**Given instruction a**
According to the page about the figure skater Donald Knight, which coach did he train with?

-- START Page excerpt --

Donald Knight

Personal information
- Full name: Donald Knight
- Born: June 8, 1947 (age 79)
- Home town: Dundas, Ontario

Figure skating career
- Country: Canada

Medal record
Representing Canada
Men's Figure skating
World Championships
| Bronze medal – third place | 1965 Colorado Springs | Men's singles |
North American Championships
| Gold medal – first place | 1967 Montreal | Men's singles |
| Bronze medal – third place | 1965 Rochester | Men's singles |

= Donald Knight (figure skater) =

Donald Knight (born June 8, 1947) is the 1965-1967 Canadian national champion in men's singles. He won the North American Figure Skating Championships in 1967, having placed third in the previous competition, in 1965. Knight also won the bronze medal at the World Figure Skating Championships in 1965. He trained with coach Ellen Burka.

-- END Page excerpt --
-- START Task input --

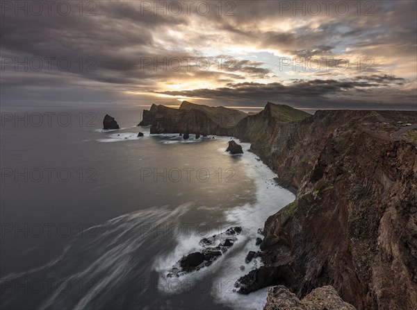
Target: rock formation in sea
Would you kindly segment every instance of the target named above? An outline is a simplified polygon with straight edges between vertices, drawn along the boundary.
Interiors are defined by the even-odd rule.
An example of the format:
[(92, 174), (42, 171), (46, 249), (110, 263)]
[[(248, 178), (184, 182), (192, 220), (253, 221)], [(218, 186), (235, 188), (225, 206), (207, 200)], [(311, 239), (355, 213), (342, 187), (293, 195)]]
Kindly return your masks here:
[(390, 124), (416, 112), (317, 111), (297, 121), (279, 106), (240, 121), (235, 136), (297, 191), (270, 216), (264, 266), (236, 286), (284, 284), (299, 298), (332, 285), (358, 309), (417, 309), (417, 148)]
[(208, 267), (223, 255), (238, 240), (242, 227), (232, 227), (224, 232), (203, 238), (199, 242), (199, 252), (186, 254), (168, 271), (167, 277), (180, 277), (186, 273)]
[(345, 302), (330, 286), (315, 289), (302, 300), (286, 287), (270, 287), (263, 310), (355, 310)]
[[(300, 309), (310, 309), (308, 297), (320, 300), (332, 290), (322, 286), (331, 285), (359, 310), (417, 309), (417, 146), (390, 136), (398, 121), (417, 123), (416, 112), (311, 115), (268, 103), (254, 114), (227, 112), (234, 118), (224, 126), (214, 119), (214, 108), (195, 105), (153, 105), (151, 132), (188, 128), (250, 142), (278, 183), (296, 193), (261, 230), (260, 250), (247, 260), (253, 255), (263, 266), (239, 279), (240, 293), (285, 285), (284, 295), (292, 292)], [(284, 307), (270, 304), (268, 310)]]
[(103, 119), (103, 129), (120, 129), (117, 122), (115, 120), (114, 117), (111, 117), (108, 114), (106, 114)]
[(226, 149), (227, 152), (230, 153), (231, 154), (242, 154), (243, 153), (243, 150), (242, 150), (242, 146), (236, 143), (234, 140), (231, 140), (228, 142), (229, 146)]

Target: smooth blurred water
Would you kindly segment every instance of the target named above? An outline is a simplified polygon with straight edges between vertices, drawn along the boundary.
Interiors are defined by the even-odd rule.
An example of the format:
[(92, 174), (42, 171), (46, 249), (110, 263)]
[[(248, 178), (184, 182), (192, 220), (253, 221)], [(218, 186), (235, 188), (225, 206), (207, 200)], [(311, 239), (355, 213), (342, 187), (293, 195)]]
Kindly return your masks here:
[[(260, 265), (244, 262), (257, 229), (294, 196), (249, 144), (231, 156), (229, 137), (152, 136), (136, 126), (138, 108), (1, 112), (2, 309), (262, 308), (265, 289), (243, 296), (233, 284)], [(8, 121), (15, 112), (27, 126)], [(51, 123), (33, 126), (46, 112)], [(103, 132), (106, 113), (122, 129)], [(236, 225), (238, 241), (209, 268), (165, 277), (199, 239)]]

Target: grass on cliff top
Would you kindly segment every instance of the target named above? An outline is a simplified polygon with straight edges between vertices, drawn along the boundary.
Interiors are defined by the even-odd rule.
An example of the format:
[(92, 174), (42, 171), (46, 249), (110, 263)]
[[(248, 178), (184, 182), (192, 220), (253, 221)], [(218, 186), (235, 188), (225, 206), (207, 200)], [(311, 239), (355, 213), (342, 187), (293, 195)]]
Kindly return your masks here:
[(411, 129), (407, 132), (401, 135), (401, 137), (414, 143), (417, 143), (417, 128)]
[(265, 110), (269, 109), (272, 117), (281, 121), (302, 121), (311, 116), (306, 112), (286, 105), (278, 105), (268, 102), (265, 107)]

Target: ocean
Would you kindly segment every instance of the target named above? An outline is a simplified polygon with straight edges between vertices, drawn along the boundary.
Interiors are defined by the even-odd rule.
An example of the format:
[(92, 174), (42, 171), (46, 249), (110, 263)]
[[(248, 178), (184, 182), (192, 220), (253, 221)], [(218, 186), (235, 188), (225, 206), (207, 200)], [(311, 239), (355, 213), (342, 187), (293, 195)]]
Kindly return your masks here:
[[(106, 113), (120, 130), (101, 129)], [(2, 309), (262, 309), (267, 289), (243, 295), (234, 284), (261, 266), (245, 257), (294, 195), (249, 144), (231, 155), (230, 137), (150, 135), (141, 114), (1, 107)], [(232, 226), (242, 233), (211, 266), (166, 277)]]

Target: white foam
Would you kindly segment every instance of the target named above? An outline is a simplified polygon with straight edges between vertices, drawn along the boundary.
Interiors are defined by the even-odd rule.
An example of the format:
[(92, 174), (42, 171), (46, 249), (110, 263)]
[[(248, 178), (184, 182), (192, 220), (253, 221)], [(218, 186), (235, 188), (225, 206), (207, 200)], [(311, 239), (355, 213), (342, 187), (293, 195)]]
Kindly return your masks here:
[[(225, 143), (230, 140), (230, 138), (227, 137), (216, 137), (216, 139)], [(255, 240), (256, 237), (263, 236), (257, 232), (258, 229), (263, 227), (264, 223), (269, 216), (275, 214), (293, 201), (295, 196), (289, 191), (276, 186), (273, 180), (276, 174), (263, 163), (257, 160), (255, 154), (247, 151), (250, 148), (250, 144), (239, 144), (245, 151), (240, 155), (241, 162), (245, 166), (247, 177), (254, 181), (256, 186), (256, 203), (236, 206), (224, 212), (222, 221), (227, 225), (223, 225), (224, 230), (234, 225), (241, 226), (243, 229), (238, 236), (238, 241), (211, 266), (187, 274), (182, 279), (188, 282), (198, 281), (205, 275), (215, 273), (221, 275), (214, 279), (211, 286), (213, 289), (211, 293), (215, 300), (239, 310), (261, 309), (266, 302), (268, 288), (244, 295), (234, 291), (233, 284), (251, 270), (261, 266), (259, 259), (254, 259), (247, 264), (245, 263), (245, 258), (250, 250), (259, 250), (259, 246), (255, 245)], [(231, 156), (224, 151), (224, 148), (218, 148), (218, 150), (222, 154)], [(202, 207), (204, 206), (202, 206)], [(178, 245), (172, 253), (159, 257), (156, 261), (154, 267), (160, 273), (161, 284), (164, 281), (169, 281), (164, 275), (185, 254), (202, 250), (202, 247), (198, 245), (201, 239), (202, 236), (197, 235), (190, 236), (188, 238), (181, 236), (181, 238), (178, 238)], [(244, 270), (240, 270), (241, 266), (245, 266)], [(167, 286), (161, 285), (161, 287)], [(176, 288), (176, 290), (175, 292), (168, 293), (177, 293), (178, 288)]]
[(95, 129), (94, 131), (95, 131), (96, 132), (111, 132), (112, 131), (123, 130), (124, 129), (126, 129), (126, 127), (123, 127), (119, 129)]
[(140, 140), (149, 137), (149, 132), (143, 132), (143, 137), (138, 137), (137, 132), (120, 132), (109, 135), (106, 139), (98, 139), (99, 142), (119, 142), (120, 141)]

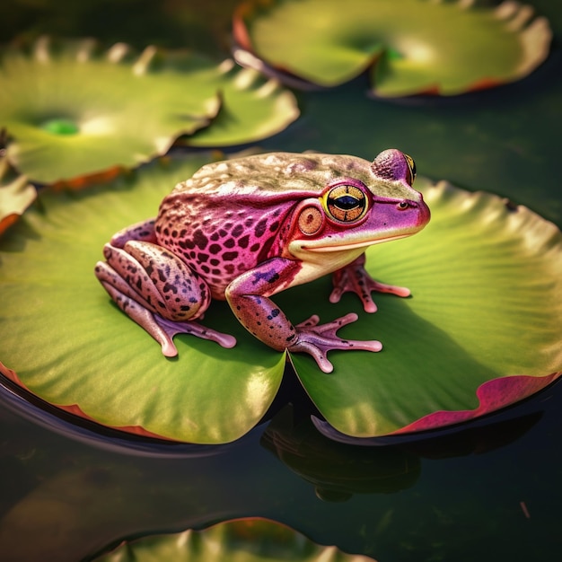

-- END Task input --

**Given instruction b**
In the records, copy word for word the lines starting at the one containing "Target: smooth blurred water" and ending at the one containing "277), (199, 239)]]", with both of those lines included.

**Final answer a**
Ellen Burka

**Final answer b**
Target: smooth blurred water
Would you kindly segment every instance of the target named above? An outline is a simplified polygon with straight edges between vertices, drawn along the boundary.
Interiors are defined by the even-odd rule.
An example of the format:
[(92, 174), (42, 171), (46, 249), (110, 263)]
[[(248, 178), (184, 182), (192, 220), (253, 221)], [(218, 186), (235, 188), (225, 206), (207, 200)], [(311, 239), (355, 213), (342, 187), (293, 195)]]
Kindly return your masks here:
[[(260, 265), (244, 262), (257, 229), (294, 196), (249, 144), (231, 156), (229, 137), (152, 136), (136, 126), (138, 108), (1, 112), (2, 309), (262, 308), (265, 289), (243, 296), (233, 284)], [(8, 121), (15, 112), (27, 126)], [(51, 123), (33, 126), (46, 112)], [(103, 132), (106, 113), (122, 129)], [(236, 225), (238, 241), (209, 268), (165, 277), (199, 239)]]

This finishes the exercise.